-------- Source passage

Occupational Hearing Loss (OHL) Worker Surveillance Data

May 2014
NIOSH Dataset SD-1001-2014-0

“Prevalence of Hearing Loss in the United States by Industry”

The dataset analyzed in our first published article, along with the article reference, abstract and description of data collection efforts, are available below.


Masterson EA, Tak S, Themann CL, Wall DK, Groenewold MR, Deddens JA, Calvert GA. (2013). Prevalence of hearing loss in the United States by industry. American Journal of Industrial Medicine, 56: 670-681


Background: Twenty-two million workers are exposed to hazardous noise in the United States. The purpose of this study is to estimate the prevalence of hearing loss among U.S. industries.
Methods: We examined 2000–2008 audiograms for male and female workers ages 18–65, who had higher occupational noise exposures than the general population. Prevalence and adjusted prevalence ratios (PRs) for hearing loss were estimated and compared across industries.
Results: In our sample, 18% of workers had hearing loss. When compared with the Couriers and Messengers industry sub-sector, workers employed in Mining (PR = 1.65, CI = 1.57–1.73), Wood Product Manufacturing (PR = 1.65, CL = 1.61– 1.70), Construction of Buildings (PR = 1.59, CI = 1.51–1.68), and Real Estate and Rental and Leasing (PR = 1.61, CL = 1.51–1.71) had higher risks for hearing loss.

----------------
-------- Extracted data

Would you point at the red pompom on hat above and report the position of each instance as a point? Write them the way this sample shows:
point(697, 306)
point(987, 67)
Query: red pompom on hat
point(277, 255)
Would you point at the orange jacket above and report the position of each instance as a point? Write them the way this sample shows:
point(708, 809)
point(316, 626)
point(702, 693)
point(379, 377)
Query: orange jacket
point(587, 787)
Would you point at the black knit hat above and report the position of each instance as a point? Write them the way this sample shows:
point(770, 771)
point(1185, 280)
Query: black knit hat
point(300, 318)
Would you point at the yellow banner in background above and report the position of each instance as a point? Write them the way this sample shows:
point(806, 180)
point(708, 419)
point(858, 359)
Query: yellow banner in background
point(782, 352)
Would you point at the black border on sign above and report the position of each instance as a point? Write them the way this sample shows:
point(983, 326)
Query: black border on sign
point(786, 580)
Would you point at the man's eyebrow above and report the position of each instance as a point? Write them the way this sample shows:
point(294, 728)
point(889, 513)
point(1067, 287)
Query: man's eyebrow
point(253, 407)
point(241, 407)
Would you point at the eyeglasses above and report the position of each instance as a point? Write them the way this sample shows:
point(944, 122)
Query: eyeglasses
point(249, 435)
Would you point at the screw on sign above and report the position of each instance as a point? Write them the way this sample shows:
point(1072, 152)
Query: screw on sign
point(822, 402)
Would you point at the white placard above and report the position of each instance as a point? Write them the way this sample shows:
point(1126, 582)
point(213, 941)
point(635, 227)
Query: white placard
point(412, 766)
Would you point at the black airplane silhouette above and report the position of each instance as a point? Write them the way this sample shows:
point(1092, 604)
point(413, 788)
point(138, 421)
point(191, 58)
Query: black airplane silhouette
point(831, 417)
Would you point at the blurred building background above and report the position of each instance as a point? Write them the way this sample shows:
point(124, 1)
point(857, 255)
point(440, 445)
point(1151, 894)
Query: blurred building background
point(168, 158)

----------------

#### What this exercise asks:
a. According to the dataset page, what share of workers in the sample had hearing loss?
b. List the industries that the dataset page says had higher risks for hearing loss than the Couriers and Messengers industry sub-sector.
c. Write out the dataset page's text from "The dataset analyzed" to "are available below.".
The entries are not needed for any of this work.

#### Answers given:
a. 18% of workers in the sample had hearing loss.

b.
Mining
Wood Product Manufacturing
Construction of Buildings
Real Estate and Rental and Leasing

c.
The dataset analyzed in our first published article, along with the article reference, abstract and description of data collection efforts, are available below.